> _PROBLEM REQUIREMENTS_
Pick out every row below that contains the string "blue", matching case exactly, and copy each of those rows in full.

Object location annotation data
>> Begin
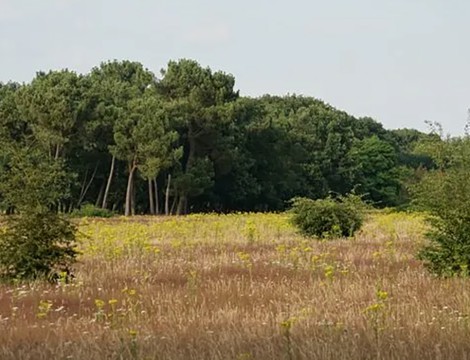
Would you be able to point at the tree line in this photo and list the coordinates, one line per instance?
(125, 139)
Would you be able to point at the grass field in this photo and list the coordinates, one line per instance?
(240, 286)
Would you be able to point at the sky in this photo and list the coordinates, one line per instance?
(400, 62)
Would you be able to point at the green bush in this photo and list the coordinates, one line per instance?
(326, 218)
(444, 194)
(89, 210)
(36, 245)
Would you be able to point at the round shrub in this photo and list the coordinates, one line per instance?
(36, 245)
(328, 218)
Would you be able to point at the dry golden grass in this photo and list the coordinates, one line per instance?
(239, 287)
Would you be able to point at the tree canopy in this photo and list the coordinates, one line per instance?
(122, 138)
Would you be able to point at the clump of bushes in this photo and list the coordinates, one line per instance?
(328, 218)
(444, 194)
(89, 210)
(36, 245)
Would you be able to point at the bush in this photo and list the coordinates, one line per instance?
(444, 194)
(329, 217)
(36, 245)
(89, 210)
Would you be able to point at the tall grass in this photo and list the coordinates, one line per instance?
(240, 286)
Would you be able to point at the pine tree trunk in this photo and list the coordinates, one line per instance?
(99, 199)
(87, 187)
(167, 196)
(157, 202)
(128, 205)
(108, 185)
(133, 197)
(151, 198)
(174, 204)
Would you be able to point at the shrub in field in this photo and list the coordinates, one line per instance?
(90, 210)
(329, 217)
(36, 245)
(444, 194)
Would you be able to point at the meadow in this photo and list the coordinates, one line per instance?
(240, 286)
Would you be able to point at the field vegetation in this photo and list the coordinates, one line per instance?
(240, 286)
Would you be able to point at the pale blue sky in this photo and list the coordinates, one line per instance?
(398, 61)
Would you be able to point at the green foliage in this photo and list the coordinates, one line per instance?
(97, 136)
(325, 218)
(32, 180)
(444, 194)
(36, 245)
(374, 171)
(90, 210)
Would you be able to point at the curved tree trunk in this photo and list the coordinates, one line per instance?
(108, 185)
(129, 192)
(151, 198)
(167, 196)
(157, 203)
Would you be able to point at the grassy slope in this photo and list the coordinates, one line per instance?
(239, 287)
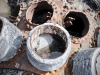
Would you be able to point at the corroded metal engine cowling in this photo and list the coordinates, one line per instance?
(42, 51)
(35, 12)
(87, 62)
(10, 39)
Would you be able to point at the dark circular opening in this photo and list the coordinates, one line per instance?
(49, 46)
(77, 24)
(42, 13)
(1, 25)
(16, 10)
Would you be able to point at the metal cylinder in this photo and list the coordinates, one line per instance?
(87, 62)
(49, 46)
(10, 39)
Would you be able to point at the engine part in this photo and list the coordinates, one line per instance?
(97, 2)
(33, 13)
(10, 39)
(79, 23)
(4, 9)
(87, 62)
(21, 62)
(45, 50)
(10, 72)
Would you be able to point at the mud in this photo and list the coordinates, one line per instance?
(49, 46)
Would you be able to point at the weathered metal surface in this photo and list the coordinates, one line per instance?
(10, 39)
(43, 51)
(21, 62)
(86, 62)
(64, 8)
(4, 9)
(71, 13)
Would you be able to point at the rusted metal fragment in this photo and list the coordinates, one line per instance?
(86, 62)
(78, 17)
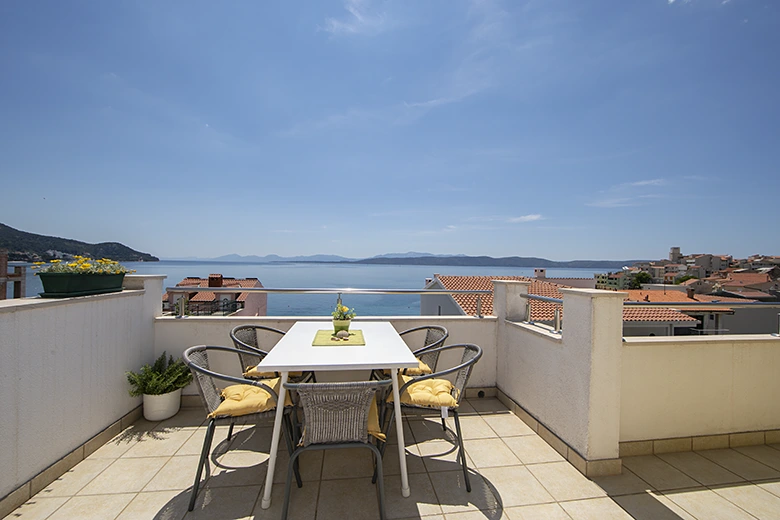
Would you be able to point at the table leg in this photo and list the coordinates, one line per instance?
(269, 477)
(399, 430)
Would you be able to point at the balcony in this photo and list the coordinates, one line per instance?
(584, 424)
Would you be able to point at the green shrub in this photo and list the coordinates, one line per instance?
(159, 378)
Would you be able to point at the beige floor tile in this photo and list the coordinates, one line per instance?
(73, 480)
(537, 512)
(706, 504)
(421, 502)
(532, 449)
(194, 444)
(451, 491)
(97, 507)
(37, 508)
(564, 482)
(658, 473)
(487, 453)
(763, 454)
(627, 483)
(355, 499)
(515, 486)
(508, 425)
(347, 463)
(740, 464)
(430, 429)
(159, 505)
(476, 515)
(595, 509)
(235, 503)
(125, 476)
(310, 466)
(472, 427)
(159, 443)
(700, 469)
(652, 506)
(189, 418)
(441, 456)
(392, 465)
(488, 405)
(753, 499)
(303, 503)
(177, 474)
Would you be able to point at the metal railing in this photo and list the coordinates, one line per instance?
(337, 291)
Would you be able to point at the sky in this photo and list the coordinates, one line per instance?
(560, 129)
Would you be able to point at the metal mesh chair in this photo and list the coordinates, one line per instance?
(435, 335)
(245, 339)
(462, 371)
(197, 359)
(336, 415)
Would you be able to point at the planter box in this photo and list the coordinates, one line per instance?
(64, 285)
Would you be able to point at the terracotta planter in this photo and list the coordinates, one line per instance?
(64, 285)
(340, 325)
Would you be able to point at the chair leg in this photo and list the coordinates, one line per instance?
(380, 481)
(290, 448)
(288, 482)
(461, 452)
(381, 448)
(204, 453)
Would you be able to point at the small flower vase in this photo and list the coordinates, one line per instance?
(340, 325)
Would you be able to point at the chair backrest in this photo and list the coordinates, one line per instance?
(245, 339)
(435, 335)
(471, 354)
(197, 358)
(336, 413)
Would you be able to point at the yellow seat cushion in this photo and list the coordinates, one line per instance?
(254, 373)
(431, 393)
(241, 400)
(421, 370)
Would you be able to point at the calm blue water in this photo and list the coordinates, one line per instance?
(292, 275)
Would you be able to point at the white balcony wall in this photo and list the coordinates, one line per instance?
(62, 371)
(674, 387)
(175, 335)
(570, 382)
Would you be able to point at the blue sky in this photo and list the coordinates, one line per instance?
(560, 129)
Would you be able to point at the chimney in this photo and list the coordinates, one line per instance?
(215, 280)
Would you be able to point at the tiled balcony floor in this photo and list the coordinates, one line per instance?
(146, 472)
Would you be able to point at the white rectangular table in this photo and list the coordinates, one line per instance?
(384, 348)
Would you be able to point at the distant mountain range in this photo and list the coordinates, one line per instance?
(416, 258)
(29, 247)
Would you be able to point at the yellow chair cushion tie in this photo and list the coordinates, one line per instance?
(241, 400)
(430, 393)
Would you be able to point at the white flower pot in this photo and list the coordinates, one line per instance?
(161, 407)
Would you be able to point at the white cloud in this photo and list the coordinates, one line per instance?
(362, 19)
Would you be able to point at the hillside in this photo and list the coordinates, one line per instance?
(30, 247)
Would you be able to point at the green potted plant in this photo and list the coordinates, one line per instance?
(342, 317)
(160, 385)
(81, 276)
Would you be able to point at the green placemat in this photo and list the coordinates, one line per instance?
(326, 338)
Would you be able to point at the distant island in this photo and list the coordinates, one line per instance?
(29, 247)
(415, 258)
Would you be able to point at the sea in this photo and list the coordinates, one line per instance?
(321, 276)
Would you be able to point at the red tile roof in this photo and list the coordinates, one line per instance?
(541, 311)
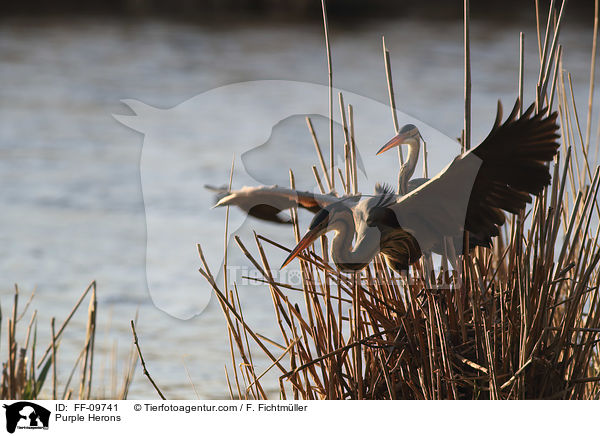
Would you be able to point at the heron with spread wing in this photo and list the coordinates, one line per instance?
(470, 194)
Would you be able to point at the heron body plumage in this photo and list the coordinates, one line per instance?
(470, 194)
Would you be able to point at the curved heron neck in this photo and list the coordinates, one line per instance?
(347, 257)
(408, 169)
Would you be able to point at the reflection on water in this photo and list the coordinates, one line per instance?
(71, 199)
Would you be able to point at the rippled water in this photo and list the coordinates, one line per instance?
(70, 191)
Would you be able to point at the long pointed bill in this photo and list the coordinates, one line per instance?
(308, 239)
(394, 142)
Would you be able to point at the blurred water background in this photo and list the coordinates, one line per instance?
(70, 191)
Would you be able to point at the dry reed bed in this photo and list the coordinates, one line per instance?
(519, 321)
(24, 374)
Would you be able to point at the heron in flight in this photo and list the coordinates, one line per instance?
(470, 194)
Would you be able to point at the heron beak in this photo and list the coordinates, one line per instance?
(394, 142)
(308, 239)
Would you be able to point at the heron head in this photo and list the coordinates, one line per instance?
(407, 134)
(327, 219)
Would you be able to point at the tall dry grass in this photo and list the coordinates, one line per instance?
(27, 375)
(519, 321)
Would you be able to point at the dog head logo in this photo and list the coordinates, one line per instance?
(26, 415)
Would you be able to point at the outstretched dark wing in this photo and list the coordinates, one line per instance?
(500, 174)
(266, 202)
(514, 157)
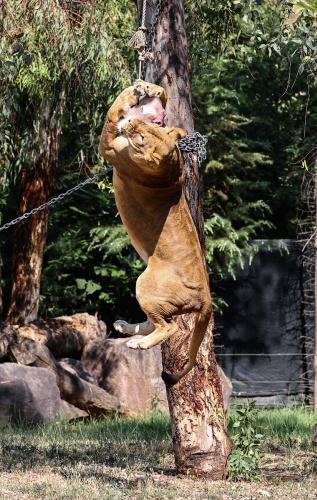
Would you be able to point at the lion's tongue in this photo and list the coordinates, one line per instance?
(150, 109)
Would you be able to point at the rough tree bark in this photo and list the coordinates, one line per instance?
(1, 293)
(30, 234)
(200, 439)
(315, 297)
>> End
>> Begin
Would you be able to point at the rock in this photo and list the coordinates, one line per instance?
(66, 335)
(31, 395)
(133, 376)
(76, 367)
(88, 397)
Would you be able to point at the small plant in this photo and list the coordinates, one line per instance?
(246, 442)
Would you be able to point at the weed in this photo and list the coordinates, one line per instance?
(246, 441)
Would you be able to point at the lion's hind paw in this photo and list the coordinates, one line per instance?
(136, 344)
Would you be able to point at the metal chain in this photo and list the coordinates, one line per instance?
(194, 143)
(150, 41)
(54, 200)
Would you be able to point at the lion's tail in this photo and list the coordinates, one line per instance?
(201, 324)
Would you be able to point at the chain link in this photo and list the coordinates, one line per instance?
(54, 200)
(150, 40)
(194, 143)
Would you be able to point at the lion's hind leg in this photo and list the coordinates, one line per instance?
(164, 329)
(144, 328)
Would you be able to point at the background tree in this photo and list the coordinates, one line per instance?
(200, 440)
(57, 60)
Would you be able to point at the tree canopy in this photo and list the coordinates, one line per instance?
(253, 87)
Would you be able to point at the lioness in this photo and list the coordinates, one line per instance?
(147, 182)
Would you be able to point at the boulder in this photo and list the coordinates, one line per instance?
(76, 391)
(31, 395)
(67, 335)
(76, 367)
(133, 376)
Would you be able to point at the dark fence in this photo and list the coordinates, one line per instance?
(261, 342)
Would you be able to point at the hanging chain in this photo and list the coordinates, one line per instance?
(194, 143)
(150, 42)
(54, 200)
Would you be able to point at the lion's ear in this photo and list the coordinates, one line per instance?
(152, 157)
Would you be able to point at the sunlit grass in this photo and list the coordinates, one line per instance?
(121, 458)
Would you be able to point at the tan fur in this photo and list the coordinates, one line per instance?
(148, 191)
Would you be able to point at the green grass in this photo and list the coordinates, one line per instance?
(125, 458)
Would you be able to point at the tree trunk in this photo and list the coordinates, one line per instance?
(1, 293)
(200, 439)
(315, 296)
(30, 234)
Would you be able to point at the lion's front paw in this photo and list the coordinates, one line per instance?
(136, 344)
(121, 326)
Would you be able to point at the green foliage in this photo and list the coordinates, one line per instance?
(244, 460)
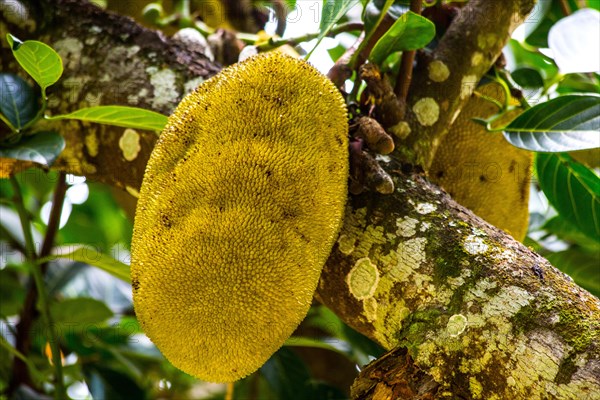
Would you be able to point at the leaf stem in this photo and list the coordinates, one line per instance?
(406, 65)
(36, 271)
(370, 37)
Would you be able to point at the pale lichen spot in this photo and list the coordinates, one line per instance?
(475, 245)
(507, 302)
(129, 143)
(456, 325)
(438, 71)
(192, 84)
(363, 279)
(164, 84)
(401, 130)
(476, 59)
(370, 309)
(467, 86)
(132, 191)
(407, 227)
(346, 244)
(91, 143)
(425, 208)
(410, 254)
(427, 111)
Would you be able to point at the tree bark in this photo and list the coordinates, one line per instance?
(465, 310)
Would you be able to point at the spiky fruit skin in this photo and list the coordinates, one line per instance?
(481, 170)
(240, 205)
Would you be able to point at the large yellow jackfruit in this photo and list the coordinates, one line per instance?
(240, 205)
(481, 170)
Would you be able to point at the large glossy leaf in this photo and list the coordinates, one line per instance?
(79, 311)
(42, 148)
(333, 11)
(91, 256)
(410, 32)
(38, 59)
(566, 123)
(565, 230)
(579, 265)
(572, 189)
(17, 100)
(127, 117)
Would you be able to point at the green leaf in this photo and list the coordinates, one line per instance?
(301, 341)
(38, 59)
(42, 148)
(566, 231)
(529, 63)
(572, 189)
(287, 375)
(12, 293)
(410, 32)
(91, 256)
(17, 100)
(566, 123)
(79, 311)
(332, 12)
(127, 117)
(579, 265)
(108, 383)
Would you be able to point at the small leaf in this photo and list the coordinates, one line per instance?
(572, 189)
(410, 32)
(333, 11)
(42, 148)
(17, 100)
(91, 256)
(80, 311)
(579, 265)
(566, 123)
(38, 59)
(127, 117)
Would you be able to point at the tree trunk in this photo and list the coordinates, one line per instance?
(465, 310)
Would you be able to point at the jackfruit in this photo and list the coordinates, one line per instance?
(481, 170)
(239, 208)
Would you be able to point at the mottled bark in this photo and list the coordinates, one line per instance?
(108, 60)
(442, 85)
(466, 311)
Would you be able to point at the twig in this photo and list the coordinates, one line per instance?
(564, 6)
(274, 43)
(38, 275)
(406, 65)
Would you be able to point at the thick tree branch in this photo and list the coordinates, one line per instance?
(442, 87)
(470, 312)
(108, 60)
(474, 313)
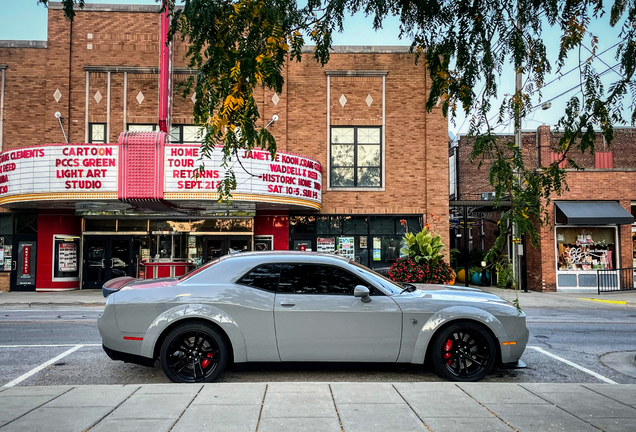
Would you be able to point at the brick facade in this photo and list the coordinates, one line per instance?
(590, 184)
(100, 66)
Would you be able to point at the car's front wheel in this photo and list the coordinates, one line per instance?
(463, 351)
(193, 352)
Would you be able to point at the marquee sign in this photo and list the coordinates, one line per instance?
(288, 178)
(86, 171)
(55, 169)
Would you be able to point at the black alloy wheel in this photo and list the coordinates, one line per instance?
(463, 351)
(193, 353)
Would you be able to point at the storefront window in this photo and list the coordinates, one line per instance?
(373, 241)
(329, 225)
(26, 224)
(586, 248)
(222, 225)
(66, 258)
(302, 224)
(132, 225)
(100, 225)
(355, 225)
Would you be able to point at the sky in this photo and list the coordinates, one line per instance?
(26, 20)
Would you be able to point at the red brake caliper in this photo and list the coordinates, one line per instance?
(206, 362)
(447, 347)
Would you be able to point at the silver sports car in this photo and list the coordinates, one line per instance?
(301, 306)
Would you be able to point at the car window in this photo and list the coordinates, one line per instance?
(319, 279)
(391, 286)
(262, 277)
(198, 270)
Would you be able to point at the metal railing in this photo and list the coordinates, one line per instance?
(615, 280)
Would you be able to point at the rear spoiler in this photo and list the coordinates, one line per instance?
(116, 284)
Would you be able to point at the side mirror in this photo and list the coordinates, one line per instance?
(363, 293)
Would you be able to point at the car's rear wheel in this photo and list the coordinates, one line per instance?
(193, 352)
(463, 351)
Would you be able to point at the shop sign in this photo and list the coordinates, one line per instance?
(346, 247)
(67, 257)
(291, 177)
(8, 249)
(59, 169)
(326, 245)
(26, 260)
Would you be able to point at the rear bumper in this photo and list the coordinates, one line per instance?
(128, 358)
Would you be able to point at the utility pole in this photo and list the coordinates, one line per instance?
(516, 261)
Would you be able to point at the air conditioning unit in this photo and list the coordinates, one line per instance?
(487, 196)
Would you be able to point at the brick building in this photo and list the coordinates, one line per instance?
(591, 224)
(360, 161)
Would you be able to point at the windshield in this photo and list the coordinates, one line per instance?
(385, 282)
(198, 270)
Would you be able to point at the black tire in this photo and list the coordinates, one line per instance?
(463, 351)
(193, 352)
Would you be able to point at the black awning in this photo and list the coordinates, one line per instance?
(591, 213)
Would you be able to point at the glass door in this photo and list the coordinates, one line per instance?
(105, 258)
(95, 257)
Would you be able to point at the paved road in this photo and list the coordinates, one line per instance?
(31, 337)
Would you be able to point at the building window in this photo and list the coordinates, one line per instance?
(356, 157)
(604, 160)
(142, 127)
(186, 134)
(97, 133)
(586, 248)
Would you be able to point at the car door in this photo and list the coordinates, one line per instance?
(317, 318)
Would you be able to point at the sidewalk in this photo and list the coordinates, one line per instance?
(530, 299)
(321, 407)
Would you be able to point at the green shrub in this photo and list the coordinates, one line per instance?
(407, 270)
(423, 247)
>> End
> _THE RESPONSE_
Would you be able to point at the pale blue sky in this photo and list the coordinates, one line per instance?
Would you be able to point at the calm blue water in this photo and list the coordinates, one line per instance?
Would you be able to point at the blue sky in this photo and list the coordinates, one line per instance?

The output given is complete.